(Dataset excerpts)
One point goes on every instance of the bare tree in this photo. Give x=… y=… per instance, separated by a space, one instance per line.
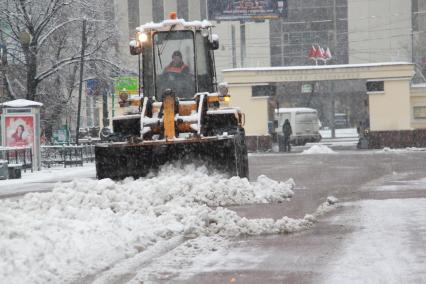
x=46 y=32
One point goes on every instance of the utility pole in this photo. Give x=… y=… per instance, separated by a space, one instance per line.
x=333 y=84
x=243 y=42
x=234 y=52
x=80 y=88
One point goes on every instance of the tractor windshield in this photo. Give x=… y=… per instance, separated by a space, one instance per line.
x=174 y=63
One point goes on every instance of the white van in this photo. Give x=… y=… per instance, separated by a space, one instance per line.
x=304 y=124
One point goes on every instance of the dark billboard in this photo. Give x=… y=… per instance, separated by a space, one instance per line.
x=247 y=10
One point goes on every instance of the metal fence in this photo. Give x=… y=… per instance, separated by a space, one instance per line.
x=18 y=155
x=67 y=155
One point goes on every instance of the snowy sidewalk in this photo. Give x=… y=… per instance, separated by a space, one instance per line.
x=45 y=179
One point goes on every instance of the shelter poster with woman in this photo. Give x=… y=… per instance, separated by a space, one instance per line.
x=19 y=131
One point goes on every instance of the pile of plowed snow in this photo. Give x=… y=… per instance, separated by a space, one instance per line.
x=85 y=226
x=318 y=149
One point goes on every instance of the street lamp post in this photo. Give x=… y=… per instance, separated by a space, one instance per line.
x=80 y=88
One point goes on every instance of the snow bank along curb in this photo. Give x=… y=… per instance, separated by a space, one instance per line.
x=85 y=226
x=319 y=149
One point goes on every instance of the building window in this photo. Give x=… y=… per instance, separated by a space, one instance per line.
x=375 y=86
x=419 y=112
x=157 y=10
x=263 y=91
x=133 y=12
x=182 y=9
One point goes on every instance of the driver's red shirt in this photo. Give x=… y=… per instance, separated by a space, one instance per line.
x=176 y=69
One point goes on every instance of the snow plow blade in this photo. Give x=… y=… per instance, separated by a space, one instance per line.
x=120 y=160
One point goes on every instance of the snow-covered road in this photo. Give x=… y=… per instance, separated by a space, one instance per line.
x=86 y=226
x=193 y=226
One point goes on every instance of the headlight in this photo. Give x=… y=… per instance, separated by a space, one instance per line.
x=142 y=37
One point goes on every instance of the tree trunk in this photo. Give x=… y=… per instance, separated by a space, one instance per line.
x=31 y=75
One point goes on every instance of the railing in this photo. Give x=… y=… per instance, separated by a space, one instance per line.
x=18 y=155
x=67 y=155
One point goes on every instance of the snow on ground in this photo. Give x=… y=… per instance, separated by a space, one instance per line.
x=318 y=149
x=340 y=133
x=400 y=150
x=85 y=226
x=44 y=179
x=52 y=174
x=387 y=245
x=400 y=185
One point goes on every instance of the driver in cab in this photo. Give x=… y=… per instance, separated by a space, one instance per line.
x=177 y=66
x=177 y=76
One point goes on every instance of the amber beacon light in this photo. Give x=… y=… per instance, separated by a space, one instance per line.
x=173 y=15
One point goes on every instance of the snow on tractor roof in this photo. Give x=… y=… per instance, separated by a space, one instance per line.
x=180 y=24
x=295 y=109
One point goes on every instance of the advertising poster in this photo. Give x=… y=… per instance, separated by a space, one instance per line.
x=247 y=9
x=19 y=131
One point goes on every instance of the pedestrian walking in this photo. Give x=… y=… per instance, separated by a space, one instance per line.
x=287 y=132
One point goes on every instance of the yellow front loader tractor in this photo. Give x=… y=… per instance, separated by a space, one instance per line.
x=183 y=114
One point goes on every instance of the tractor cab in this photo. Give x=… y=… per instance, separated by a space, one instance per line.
x=183 y=115
x=176 y=55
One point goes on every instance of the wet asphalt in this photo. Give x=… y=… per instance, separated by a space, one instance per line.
x=305 y=257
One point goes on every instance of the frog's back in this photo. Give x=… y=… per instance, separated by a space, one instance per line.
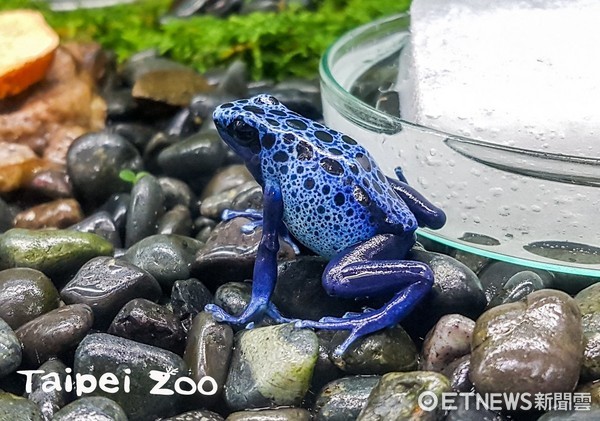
x=334 y=193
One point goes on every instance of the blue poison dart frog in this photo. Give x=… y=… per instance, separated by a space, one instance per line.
x=328 y=192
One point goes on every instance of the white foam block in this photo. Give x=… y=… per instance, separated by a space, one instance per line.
x=513 y=72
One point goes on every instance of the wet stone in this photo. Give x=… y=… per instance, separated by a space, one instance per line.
x=449 y=339
x=166 y=257
x=208 y=352
x=200 y=154
x=16 y=408
x=51 y=183
x=271 y=366
x=282 y=414
x=176 y=221
x=535 y=345
x=591 y=415
x=93 y=408
x=518 y=287
x=378 y=353
x=49 y=399
x=396 y=395
x=146 y=206
x=120 y=104
x=101 y=224
x=197 y=415
x=59 y=213
x=213 y=206
x=588 y=302
x=229 y=254
x=149 y=323
x=176 y=193
x=138 y=134
x=299 y=283
x=117 y=206
x=343 y=399
x=495 y=275
x=227 y=178
x=54 y=333
x=6 y=217
x=325 y=369
x=56 y=253
x=233 y=297
x=10 y=350
x=188 y=298
x=100 y=353
x=107 y=284
x=456 y=289
x=458 y=373
x=24 y=295
x=94 y=161
x=174 y=86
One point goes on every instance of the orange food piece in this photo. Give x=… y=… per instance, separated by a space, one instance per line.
x=27 y=46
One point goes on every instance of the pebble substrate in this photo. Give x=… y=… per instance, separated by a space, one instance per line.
x=123 y=283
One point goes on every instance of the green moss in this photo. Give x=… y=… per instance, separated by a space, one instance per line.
x=275 y=45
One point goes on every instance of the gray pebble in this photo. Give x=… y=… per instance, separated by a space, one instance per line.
x=197 y=415
x=176 y=193
x=271 y=366
x=229 y=254
x=588 y=302
x=208 y=352
x=188 y=298
x=54 y=333
x=200 y=154
x=167 y=258
x=449 y=339
x=146 y=206
x=456 y=289
x=395 y=397
x=534 y=346
x=282 y=414
x=107 y=284
x=176 y=221
x=16 y=408
x=149 y=323
x=100 y=353
x=225 y=179
x=213 y=206
x=10 y=350
x=100 y=223
x=24 y=295
x=378 y=353
x=49 y=400
x=91 y=408
x=94 y=161
x=458 y=373
x=518 y=286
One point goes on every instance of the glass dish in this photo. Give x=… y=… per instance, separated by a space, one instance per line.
x=515 y=205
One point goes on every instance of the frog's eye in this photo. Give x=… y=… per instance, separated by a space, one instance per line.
x=244 y=133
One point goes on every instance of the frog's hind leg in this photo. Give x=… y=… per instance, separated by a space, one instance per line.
x=256 y=221
x=370 y=269
x=427 y=214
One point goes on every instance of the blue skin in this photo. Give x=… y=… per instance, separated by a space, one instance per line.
x=332 y=197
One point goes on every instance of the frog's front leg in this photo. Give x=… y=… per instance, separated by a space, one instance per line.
x=372 y=269
x=427 y=214
x=265 y=267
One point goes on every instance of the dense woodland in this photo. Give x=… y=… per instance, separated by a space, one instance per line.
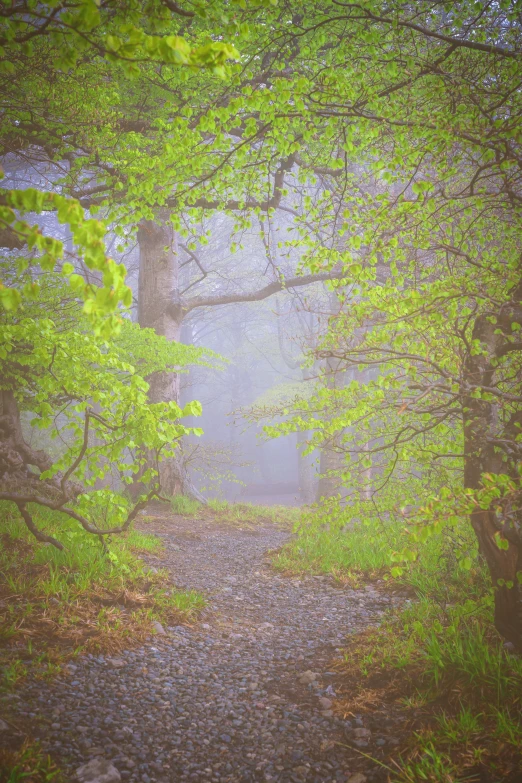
x=270 y=243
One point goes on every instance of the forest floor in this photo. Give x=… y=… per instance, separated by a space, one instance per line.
x=248 y=693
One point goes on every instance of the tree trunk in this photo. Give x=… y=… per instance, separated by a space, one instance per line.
x=483 y=432
x=159 y=308
x=305 y=469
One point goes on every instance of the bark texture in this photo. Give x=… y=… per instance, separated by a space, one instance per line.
x=159 y=308
x=491 y=446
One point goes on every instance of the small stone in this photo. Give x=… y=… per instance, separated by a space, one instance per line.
x=362 y=733
x=308 y=677
x=115 y=663
x=98 y=771
x=324 y=703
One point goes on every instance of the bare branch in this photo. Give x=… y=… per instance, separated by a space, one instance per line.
x=262 y=293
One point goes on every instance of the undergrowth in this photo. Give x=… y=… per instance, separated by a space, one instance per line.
x=438 y=655
x=55 y=603
x=28 y=764
x=242 y=515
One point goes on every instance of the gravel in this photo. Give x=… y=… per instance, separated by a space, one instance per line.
x=244 y=695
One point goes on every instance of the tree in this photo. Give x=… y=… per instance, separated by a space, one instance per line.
x=93 y=395
x=426 y=100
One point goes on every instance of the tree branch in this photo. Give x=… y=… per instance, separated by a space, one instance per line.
x=262 y=293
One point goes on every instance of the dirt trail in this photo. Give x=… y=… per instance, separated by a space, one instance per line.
x=228 y=700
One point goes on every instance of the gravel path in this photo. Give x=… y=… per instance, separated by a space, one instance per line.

_Exercise directions:_ The answer should consist only of the lines from the one with "One point goes on every instance of the tree branch" to the final line of the records above, retyped word for word.

_Response box:_
One point goes on every instance of the tree branch in this photo. Give x=… y=… per instance, separated by a space, one instance per line.
x=262 y=293
One point goes on every instance of the dirt trail in this photo. Give x=… y=… per instance, separated by a space, one instance per line.
x=228 y=700
One point goes on every instance of the gravel path in this photo. Give x=… y=… per instance, separated by a space, one instance per line.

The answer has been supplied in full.